Location identification data:
* Begin *
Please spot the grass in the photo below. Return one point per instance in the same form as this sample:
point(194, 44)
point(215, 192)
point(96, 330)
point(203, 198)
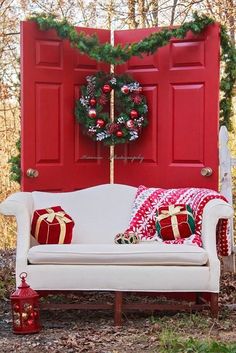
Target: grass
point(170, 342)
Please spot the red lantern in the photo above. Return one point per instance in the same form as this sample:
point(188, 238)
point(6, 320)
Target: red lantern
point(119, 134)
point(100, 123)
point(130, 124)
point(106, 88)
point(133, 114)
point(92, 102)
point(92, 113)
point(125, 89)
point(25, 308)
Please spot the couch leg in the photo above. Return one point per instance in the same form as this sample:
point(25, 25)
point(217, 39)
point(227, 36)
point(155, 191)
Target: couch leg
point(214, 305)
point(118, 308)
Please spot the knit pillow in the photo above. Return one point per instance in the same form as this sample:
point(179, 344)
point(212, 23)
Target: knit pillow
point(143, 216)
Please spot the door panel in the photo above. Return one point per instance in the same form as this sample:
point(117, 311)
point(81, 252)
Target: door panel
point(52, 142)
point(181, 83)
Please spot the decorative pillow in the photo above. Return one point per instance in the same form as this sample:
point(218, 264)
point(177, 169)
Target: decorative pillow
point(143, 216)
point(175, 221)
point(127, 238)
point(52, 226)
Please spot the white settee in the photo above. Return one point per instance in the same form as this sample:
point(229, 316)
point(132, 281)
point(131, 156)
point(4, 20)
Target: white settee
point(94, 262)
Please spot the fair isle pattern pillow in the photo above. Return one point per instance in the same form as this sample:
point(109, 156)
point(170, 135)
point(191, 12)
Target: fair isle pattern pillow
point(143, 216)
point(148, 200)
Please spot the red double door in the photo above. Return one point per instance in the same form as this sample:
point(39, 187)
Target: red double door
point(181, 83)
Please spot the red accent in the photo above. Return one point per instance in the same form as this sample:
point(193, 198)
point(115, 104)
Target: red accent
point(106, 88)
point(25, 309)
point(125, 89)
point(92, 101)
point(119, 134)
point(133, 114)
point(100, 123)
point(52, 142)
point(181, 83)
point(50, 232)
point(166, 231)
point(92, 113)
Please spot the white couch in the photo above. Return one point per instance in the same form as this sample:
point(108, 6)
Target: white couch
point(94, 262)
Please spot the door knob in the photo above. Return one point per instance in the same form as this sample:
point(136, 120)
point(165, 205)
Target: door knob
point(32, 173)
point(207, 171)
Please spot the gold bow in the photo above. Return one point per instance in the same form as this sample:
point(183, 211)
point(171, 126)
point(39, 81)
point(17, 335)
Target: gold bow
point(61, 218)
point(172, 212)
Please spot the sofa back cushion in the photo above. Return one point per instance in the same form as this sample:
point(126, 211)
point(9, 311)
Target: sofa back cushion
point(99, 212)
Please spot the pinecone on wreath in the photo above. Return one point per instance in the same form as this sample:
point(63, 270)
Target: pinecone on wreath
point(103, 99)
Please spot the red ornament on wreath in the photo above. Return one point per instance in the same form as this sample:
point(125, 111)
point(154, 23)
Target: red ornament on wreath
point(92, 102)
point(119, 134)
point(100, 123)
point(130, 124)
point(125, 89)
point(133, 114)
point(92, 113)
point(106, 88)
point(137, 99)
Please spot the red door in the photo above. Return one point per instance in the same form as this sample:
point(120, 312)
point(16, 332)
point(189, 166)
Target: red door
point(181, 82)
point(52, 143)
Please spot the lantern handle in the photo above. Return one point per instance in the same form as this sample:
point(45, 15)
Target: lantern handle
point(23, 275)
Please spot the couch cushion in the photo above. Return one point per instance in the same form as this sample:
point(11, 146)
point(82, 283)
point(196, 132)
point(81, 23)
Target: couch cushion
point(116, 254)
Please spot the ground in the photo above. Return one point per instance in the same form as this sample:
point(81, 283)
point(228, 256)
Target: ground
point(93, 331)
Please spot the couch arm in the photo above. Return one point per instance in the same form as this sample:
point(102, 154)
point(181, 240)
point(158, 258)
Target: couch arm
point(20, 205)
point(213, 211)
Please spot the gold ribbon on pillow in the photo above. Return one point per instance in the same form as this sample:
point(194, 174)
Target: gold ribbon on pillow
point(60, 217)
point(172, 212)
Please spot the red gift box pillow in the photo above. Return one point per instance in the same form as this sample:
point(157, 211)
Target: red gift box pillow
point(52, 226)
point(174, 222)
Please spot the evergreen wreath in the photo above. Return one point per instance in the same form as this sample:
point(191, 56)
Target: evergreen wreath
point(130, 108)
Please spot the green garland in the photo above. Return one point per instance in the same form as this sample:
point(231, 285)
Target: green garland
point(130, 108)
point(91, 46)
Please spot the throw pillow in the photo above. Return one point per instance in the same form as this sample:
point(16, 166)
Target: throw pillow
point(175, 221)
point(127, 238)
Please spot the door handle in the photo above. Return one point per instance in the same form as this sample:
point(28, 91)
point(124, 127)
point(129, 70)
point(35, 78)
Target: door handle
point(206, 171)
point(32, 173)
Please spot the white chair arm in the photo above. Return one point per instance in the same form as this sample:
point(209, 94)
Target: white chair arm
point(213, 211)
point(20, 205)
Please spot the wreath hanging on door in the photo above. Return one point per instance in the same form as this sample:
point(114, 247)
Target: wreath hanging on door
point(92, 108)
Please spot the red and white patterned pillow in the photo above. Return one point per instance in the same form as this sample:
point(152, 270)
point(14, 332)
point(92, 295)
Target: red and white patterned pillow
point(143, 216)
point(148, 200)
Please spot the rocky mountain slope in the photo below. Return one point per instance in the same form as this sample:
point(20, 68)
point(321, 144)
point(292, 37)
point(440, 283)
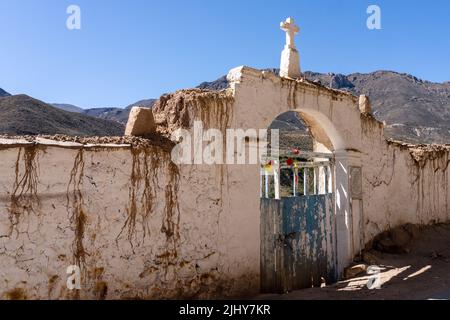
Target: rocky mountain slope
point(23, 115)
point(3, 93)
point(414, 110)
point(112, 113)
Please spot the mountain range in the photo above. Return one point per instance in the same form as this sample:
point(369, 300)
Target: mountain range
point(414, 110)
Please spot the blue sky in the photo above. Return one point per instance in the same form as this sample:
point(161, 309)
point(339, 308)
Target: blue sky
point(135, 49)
* End *
Problem requirements: Copy the data above word for word, from the line with "Please spot the evergreen" up to and including the line with "point(112, 113)". Leave out any picture.

Answer:
Please spot the evergreen wreath in the photo above. Return one point per instance in the same form as this sample:
point(191, 56)
Target: evergreen wreath
point(130, 108)
Please spot the green garland in the photo above. Return one point per instance in the same form as this sample:
point(231, 285)
Target: green garland
point(130, 108)
point(91, 46)
Please spot the throw pillow in the photo above. Return one point per instance in the same form as this sample:
point(16, 166)
Target: throw pillow
point(175, 221)
point(127, 238)
Please spot the door handle in the photo above. Return one point per instance in the same form as this sample:
point(28, 91)
point(124, 127)
point(129, 70)
point(35, 78)
Target: door handle
point(206, 171)
point(32, 173)
Please spot the white chair arm in the photo above. Return one point per instance in the same form as this sample:
point(209, 94)
Target: white chair arm
point(213, 211)
point(20, 205)
Please spot the wreath hanging on door in the photo above. Return one point per instance in the same form as this sample:
point(114, 247)
Target: wreath hanging on door
point(92, 108)
Please spot the red and white patterned pillow in the photo above. Return one point per instance in the same form as this sample:
point(152, 270)
point(14, 332)
point(92, 295)
Target: red and white patterned pillow
point(143, 216)
point(148, 200)
Please spot the rocky mountain slope in the photo below. Return one point per instance in the same form as this sample:
point(20, 68)
point(321, 144)
point(292, 37)
point(440, 283)
Target: rocky mountain slope
point(23, 115)
point(3, 93)
point(414, 110)
point(112, 113)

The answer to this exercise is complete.